#### Texto de la página

Para la redactora de Slate Julia Rose West, ninguno de estos ejemplos es realmente culpa del Big Data, sino más bien consecuencia de su “fetichización”. “Hemos caído en un culto irracional a los modelos estadísticos”, opina, “basado en parte en lo mucho que han evolucionado en los últimos años y lo eficaces que han resultado en ocasiones sus predicciones en campos tan diversos como el deporte, la política, la meteorología o los negocios”. Sin embargo, “ninguna predicción es infalible” y la realidad sigue siendo, “más por suerte que por desgracia, bastante más compleja” que los modelos estadísticos que intentan interpretarla.

#### Datos mostrados
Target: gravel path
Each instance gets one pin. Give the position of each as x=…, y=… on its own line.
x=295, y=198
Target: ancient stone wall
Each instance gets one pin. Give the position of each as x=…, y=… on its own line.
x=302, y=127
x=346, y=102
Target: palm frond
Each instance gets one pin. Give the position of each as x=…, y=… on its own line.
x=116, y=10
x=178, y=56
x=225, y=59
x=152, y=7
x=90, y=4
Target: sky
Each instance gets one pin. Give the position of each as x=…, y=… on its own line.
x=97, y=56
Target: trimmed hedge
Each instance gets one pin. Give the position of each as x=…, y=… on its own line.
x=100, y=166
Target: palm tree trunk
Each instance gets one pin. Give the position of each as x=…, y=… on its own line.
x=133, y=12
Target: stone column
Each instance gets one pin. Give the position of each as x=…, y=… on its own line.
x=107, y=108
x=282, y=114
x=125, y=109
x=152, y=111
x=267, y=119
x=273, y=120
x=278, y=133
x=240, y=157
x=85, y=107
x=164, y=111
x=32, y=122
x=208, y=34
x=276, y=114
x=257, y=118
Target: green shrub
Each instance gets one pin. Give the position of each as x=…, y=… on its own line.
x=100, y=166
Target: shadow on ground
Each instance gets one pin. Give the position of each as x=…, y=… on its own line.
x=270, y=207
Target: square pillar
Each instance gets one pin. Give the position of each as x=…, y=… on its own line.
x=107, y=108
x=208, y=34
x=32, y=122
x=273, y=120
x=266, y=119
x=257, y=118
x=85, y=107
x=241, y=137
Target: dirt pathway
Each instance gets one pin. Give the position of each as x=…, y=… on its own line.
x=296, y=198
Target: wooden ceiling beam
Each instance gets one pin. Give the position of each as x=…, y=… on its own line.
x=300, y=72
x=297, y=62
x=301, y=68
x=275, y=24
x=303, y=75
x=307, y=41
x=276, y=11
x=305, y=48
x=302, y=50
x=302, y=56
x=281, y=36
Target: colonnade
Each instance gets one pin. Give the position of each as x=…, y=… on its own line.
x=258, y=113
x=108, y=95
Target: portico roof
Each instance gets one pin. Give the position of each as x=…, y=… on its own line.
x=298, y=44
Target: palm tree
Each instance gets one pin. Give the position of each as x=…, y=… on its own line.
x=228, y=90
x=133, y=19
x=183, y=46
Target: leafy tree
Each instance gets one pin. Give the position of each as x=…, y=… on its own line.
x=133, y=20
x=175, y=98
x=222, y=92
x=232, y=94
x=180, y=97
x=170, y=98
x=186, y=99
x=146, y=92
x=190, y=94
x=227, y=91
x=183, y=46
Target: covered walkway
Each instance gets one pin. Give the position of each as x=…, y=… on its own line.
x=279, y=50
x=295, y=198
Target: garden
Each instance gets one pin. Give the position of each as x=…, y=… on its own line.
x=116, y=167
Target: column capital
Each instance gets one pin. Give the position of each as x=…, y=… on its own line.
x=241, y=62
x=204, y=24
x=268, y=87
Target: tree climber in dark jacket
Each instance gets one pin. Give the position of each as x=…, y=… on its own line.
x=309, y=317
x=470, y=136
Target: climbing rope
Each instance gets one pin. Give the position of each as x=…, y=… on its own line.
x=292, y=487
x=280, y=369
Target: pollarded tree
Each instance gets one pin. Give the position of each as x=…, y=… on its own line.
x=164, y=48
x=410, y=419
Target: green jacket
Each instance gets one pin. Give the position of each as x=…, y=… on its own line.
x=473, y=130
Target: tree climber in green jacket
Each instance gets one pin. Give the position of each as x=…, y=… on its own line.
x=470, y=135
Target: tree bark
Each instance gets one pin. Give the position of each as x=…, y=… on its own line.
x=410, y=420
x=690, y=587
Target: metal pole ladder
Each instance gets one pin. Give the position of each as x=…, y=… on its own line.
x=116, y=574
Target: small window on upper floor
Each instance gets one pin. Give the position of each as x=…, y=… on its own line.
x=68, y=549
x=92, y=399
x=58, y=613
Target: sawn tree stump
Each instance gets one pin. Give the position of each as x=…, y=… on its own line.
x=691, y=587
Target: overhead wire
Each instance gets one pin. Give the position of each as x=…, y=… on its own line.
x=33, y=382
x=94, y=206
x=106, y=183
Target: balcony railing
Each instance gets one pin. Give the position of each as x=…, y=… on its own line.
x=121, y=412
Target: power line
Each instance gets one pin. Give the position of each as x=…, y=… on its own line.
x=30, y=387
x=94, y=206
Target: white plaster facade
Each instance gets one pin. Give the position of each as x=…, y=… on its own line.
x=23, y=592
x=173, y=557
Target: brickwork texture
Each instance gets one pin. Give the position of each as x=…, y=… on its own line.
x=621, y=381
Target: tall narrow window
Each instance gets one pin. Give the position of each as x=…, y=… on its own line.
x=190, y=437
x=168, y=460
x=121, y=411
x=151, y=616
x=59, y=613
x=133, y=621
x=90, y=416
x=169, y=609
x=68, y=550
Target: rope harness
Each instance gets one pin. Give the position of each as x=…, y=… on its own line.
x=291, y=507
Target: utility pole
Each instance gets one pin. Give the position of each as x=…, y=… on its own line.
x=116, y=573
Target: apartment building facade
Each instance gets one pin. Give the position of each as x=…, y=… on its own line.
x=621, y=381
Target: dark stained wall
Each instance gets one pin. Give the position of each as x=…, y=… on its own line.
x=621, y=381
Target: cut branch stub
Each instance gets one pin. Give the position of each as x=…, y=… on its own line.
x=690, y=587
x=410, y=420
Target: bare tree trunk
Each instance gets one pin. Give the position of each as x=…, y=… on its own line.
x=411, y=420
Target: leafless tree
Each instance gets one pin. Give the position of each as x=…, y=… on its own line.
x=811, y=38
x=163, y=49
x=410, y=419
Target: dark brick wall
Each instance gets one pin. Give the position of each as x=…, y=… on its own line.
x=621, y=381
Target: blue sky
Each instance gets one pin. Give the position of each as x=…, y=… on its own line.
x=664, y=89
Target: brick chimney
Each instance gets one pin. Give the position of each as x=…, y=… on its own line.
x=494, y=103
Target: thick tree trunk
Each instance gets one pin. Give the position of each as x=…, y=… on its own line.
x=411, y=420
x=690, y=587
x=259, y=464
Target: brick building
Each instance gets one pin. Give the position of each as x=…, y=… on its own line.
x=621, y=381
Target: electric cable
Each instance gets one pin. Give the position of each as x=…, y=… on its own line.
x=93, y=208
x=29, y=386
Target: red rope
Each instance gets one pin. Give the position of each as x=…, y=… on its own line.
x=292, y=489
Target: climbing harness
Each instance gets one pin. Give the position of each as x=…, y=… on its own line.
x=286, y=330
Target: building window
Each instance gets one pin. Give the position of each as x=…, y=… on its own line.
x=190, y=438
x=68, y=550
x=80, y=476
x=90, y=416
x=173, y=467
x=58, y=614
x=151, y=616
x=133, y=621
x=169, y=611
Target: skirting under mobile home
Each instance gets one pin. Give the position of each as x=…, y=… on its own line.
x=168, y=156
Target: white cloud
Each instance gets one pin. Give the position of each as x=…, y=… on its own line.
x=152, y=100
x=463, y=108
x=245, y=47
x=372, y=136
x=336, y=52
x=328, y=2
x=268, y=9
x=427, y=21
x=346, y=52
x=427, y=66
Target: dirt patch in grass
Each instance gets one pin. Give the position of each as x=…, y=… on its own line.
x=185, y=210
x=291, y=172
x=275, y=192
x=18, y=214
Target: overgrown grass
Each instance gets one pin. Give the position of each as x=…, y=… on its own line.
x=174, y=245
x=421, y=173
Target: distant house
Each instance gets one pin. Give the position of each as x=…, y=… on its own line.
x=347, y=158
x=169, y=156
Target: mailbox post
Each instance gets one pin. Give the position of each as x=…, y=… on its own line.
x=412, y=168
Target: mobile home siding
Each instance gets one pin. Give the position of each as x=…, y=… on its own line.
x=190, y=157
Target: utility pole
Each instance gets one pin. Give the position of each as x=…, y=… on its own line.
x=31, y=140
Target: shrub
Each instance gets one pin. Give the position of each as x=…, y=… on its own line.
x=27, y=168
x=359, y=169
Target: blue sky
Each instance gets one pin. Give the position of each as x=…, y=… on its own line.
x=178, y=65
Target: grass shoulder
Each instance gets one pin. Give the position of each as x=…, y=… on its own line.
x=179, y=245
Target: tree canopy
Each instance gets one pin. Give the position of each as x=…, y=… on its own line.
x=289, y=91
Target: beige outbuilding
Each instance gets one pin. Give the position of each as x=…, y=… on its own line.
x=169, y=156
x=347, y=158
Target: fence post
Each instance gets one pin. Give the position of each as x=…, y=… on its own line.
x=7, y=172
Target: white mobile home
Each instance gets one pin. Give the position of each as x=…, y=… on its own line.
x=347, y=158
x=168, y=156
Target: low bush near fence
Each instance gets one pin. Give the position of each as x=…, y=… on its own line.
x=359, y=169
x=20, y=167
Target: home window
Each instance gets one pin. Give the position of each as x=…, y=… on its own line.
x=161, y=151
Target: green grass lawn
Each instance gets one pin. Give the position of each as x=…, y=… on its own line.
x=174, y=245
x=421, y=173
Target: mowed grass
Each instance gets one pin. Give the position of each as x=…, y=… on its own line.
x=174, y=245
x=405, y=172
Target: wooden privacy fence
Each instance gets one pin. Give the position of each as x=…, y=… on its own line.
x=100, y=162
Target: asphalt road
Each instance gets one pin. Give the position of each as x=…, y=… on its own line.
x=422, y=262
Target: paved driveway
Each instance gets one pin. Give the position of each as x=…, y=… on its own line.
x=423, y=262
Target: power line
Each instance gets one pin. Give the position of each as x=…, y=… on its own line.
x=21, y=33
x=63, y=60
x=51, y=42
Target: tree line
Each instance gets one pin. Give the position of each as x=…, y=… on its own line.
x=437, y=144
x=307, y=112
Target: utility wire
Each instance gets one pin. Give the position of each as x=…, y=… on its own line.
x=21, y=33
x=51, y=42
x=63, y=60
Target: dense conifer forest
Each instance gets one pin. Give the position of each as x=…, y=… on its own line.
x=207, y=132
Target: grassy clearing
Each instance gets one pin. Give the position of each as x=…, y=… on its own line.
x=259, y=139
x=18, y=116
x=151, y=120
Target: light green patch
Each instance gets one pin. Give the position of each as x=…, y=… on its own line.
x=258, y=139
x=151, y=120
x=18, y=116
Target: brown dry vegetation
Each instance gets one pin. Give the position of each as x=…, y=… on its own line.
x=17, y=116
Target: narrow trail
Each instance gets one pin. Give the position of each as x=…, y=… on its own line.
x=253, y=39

#### Qué se pide
1) Según el texto de la página, ¿en qué campos han resultado eficaces en ocasiones las predicciones de los modelos estadísticos?
2) Por favor, copia al pie de la letra el tramo del texto de la página que va desde "Para la redactora" hasta "que intentan interpretarla.".

#### Respuestas dadas
1) En el deporte, la política, la meteorología y los negocios.

2)
Para la redactora de Slate Julia Rose West, ninguno de estos ejemplos es realmente culpa del Big Data, sino más bien consecuencia de su “fetichización”. “Hemos caído en un culto irracional a los modelos estadísticos”, opina, “basado en parte en lo mucho que han evolucionado en los últimos años y lo eficaces que han resultado en ocasiones sus predicciones en campos tan diversos como el deporte, la política, la meteorología o los negocios”. Sin embargo, “ninguna predicción es infalible” y la realidad sigue siendo, “más por suerte que por desgracia, bastante más compleja” que los modelos estadísticos que intentan interpretarla.